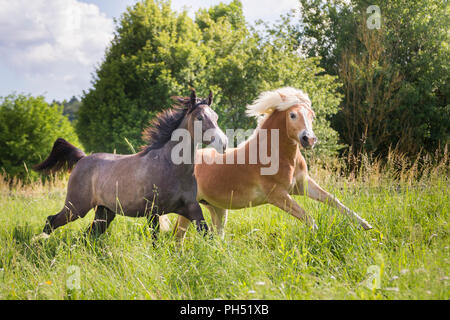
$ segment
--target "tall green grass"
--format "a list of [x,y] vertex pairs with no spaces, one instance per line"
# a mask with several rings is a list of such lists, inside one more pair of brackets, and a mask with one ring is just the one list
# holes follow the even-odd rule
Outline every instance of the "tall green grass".
[[61,209],[66,180],[3,182],[0,299],[448,299],[446,153],[421,168],[394,158],[365,159],[350,173],[336,163],[311,166],[311,175],[374,230],[298,197],[316,232],[266,205],[230,211],[223,240],[191,227],[182,247],[170,233],[153,245],[146,220],[127,217],[86,238],[93,212],[33,241]]

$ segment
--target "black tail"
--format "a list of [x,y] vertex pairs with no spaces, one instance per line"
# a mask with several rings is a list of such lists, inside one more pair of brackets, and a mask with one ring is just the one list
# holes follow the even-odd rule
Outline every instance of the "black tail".
[[43,162],[33,166],[36,171],[54,173],[72,170],[73,166],[86,154],[62,138],[56,139],[50,155]]

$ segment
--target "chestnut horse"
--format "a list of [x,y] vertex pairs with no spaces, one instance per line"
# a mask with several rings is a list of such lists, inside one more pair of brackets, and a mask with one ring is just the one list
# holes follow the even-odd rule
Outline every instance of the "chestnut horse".
[[[88,232],[96,234],[105,232],[119,214],[147,217],[156,238],[157,217],[171,212],[195,220],[199,231],[207,231],[196,200],[196,145],[205,143],[204,133],[209,131],[213,137],[218,137],[216,145],[221,140],[218,149],[223,151],[226,136],[217,125],[217,114],[210,107],[212,93],[208,99],[198,99],[195,91],[190,98],[174,98],[179,105],[153,120],[145,132],[149,144],[137,154],[94,153],[86,156],[64,139],[56,140],[49,157],[34,169],[55,172],[76,166],[69,178],[64,207],[47,218],[45,234],[83,218],[92,208],[95,208],[95,218]],[[188,138],[192,138],[196,130],[200,131],[201,137],[185,141],[186,162],[174,161],[173,151],[180,146],[172,139],[175,130],[184,132]]]
[[[197,200],[209,209],[213,226],[221,237],[224,235],[227,209],[266,203],[281,208],[316,229],[314,219],[291,195],[307,195],[327,203],[356,220],[365,230],[372,228],[308,175],[300,149],[312,148],[317,138],[312,130],[315,114],[305,93],[290,87],[264,92],[253,105],[247,106],[247,113],[259,118],[258,127],[247,141],[237,148],[227,149],[225,154],[219,154],[211,148],[197,151],[194,170],[198,184]],[[264,139],[260,139],[263,131],[267,132],[265,143]],[[259,148],[274,150],[271,135],[275,133],[279,136],[276,142],[278,150],[275,149],[278,154],[276,157],[273,154],[271,156],[272,162],[274,159],[278,161],[278,171],[263,175],[262,170],[271,164],[267,163],[267,157],[251,163],[251,153]],[[257,145],[257,149],[252,151],[252,144]],[[245,158],[245,163],[227,162],[227,159],[236,160],[239,157]],[[178,239],[184,237],[188,225],[188,219],[178,217],[174,230]]]

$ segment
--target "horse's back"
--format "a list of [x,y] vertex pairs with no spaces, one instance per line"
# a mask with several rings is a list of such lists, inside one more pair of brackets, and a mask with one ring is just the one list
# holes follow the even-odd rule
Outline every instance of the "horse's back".
[[113,175],[114,168],[127,159],[128,155],[118,155],[113,153],[93,153],[81,159],[72,171],[71,178],[76,180],[92,180],[97,175]]

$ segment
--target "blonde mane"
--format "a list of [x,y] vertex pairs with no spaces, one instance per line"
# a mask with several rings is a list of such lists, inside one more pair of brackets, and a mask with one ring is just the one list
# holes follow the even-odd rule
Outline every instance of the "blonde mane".
[[261,93],[252,105],[247,105],[247,110],[245,111],[248,116],[256,118],[258,125],[253,131],[253,134],[247,140],[240,143],[238,148],[256,136],[264,121],[275,110],[284,111],[296,104],[303,104],[315,117],[314,111],[311,108],[311,100],[309,100],[308,95],[302,90],[284,87]]
[[[311,109],[311,100],[302,90],[292,87],[279,88],[273,91],[265,91],[247,106],[246,113],[258,119],[258,127],[274,110],[284,111],[296,104],[303,104],[314,114]],[[263,116],[263,117],[262,117]]]

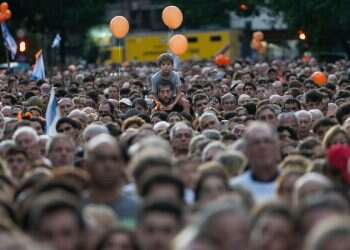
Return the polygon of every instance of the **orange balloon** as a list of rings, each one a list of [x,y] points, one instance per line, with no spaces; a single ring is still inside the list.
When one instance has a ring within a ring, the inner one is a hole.
[[[109,23],[109,28],[116,38],[122,39],[129,32],[129,22],[123,16],[115,16]]]
[[[228,56],[220,54],[215,57],[214,62],[218,66],[227,66],[230,64],[230,58]]]
[[[188,41],[184,35],[174,35],[169,40],[170,51],[179,56],[188,49]]]
[[[6,20],[5,15],[0,12],[0,23]]]
[[[182,11],[176,6],[168,6],[162,12],[162,19],[169,29],[177,29],[183,21]]]
[[[264,40],[264,33],[262,33],[261,31],[256,31],[253,33],[253,38],[258,41],[262,41]]]
[[[327,83],[327,76],[320,71],[316,71],[311,75],[311,80],[319,87]]]
[[[11,10],[6,10],[4,15],[6,20],[10,19],[12,17]]]
[[[5,11],[8,10],[8,9],[9,9],[8,3],[3,2],[3,3],[0,4],[0,11],[1,11],[1,12],[5,12]]]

__TASK REQUIREMENTS__
The listing is to be reproduced in full and exactly, except that its pictures are to be dropped.

__OUTPUT BELOW__
$ segment
--target "tall green grass"
--format "a list of [x,y] vertex pairs with no spaces, one instance per line"
# a mask with several rings is a list of such lists, inside one more pair of brackets, and a mask with one ring is just the one list
# holes follow the even-odd rule
Outline every instance of the "tall green grass".
[[61,209],[66,180],[3,182],[0,299],[448,299],[446,153],[421,168],[394,158],[365,159],[350,173],[336,163],[311,166],[311,175],[374,230],[298,197],[316,232],[266,205],[230,211],[223,240],[191,227],[182,247],[170,233],[153,245],[146,220],[127,217],[86,238],[93,212],[33,241]]

$ segment
--target "black tail"
--format "a list of [x,y] vertex pairs with no spaces, one instance per line"
# a mask with several rings is a list of such lists, inside one more pair of brackets, and a mask with one ring is just the one list
# holes follow the even-odd rule
Outline every instance of the "black tail".
[[43,162],[33,166],[36,171],[54,173],[72,170],[73,166],[86,154],[62,138],[56,139],[50,155]]

$ segment
--target "chestnut horse"
--format "a list of [x,y] vertex pairs with no spaces, one instance per line"
# a mask with several rings is a list of such lists, inside one more pair of brackets, and a mask with one ring is just the one list
# holes follow the even-odd rule
Outline every instance of the "chestnut horse".
[[[88,232],[96,234],[105,232],[119,214],[147,217],[156,238],[157,217],[171,212],[195,220],[199,231],[207,231],[196,200],[196,145],[205,143],[204,133],[209,131],[213,137],[218,137],[216,145],[221,140],[218,149],[223,151],[226,136],[217,125],[217,114],[210,107],[212,93],[208,99],[198,99],[195,91],[190,98],[174,98],[179,105],[153,120],[145,132],[149,144],[137,154],[94,153],[86,156],[64,139],[56,140],[49,157],[34,169],[55,172],[76,166],[69,178],[64,207],[47,218],[45,234],[83,218],[92,208],[95,208],[95,218]],[[188,138],[192,138],[196,130],[200,131],[201,137],[185,141],[186,162],[174,161],[173,151],[180,146],[172,139],[175,130],[184,132]]]
[[[197,200],[209,209],[213,226],[221,237],[224,235],[227,209],[266,203],[281,208],[316,229],[314,219],[291,195],[307,195],[327,203],[356,220],[365,230],[372,228],[308,175],[300,149],[312,148],[317,138],[312,130],[315,114],[305,93],[290,87],[264,92],[253,105],[247,106],[247,113],[259,118],[258,127],[247,141],[237,148],[227,149],[225,154],[219,154],[211,148],[197,151],[194,170],[198,184]],[[264,139],[260,139],[263,131],[267,132],[265,143]],[[259,148],[274,150],[271,135],[275,133],[279,136],[276,142],[278,150],[275,149],[278,154],[276,157],[273,154],[271,156],[272,162],[274,159],[278,161],[278,171],[263,175],[262,170],[271,164],[267,163],[267,157],[251,163],[251,153]],[[257,145],[257,149],[252,151],[252,144]],[[245,158],[245,163],[227,162],[227,159],[236,160],[239,157]],[[178,239],[184,237],[188,225],[188,219],[178,217],[174,230]]]

$ segment
--target "horse's back"
--format "a list of [x,y] vertex pairs with no spaces, one instance per line"
# a mask with several rings is a list of such lists, inside one more pair of brackets, and a mask with one ring is just the one list
# holes follow the even-odd rule
Outline every instance of the "horse's back".
[[113,175],[114,168],[127,159],[128,155],[118,155],[113,153],[93,153],[81,159],[72,171],[71,178],[76,180],[92,180],[97,175]]

$ segment
--target "blonde mane"
--format "a list of [x,y] vertex pairs with no spaces, one instance per line"
# a mask with several rings is a list of such lists, inside one more pair of brackets, and a mask with one ring is just the one list
# holes follow the even-odd rule
Outline every instance of the "blonde mane".
[[261,93],[252,105],[247,105],[247,110],[245,111],[248,116],[256,118],[258,125],[253,131],[253,134],[247,140],[240,143],[238,148],[256,136],[264,121],[275,110],[284,111],[296,104],[303,104],[315,117],[314,111],[311,108],[311,100],[309,100],[308,95],[302,90],[284,87]]
[[[311,109],[311,100],[302,90],[292,87],[279,88],[273,91],[265,91],[247,106],[246,113],[258,119],[258,127],[274,110],[284,111],[296,104],[303,104],[314,114]],[[263,116],[263,117],[262,117]]]

Return the polygon of every instance of the **orange balloon** as a list of rings, each one a list of [x,y] points, one instance per line, with no spaces; a single ring is still inside the list.
When one instance has a ring within a ring, the inner one is a hole.
[[[109,23],[109,28],[116,38],[122,39],[129,32],[129,22],[123,16],[115,16]]]
[[[228,56],[220,54],[215,57],[214,62],[218,66],[227,66],[230,64],[230,58]]]
[[[188,41],[184,35],[174,35],[169,40],[170,51],[179,56],[188,49]]]
[[[6,20],[5,15],[0,12],[0,23]]]
[[[182,11],[176,6],[168,6],[162,12],[162,19],[169,29],[177,29],[183,21]]]
[[[264,40],[264,33],[262,33],[261,31],[256,31],[253,33],[253,38],[258,41],[262,41]]]
[[[327,83],[327,76],[320,71],[316,71],[311,75],[311,80],[319,87]]]
[[[11,10],[6,10],[4,15],[6,20],[10,19],[12,17]]]
[[[5,11],[8,10],[8,9],[9,9],[8,3],[3,2],[3,3],[0,4],[0,11],[1,11],[1,12],[5,12]]]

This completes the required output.